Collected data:
--- START ---

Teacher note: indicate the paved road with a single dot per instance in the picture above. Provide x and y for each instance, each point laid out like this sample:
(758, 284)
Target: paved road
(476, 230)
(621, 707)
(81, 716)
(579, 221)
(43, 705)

--- END ---

WHAT IS BEING ASKED: The answer is every entry, copied word for word.

YOUR RESPONSE:
Teacher note: indicate the paved road with a single dot per instance in the picture above. Provide x and y for each instance, each point laid out like this sample:
(758, 284)
Target: paved road
(476, 230)
(621, 707)
(81, 716)
(579, 221)
(43, 705)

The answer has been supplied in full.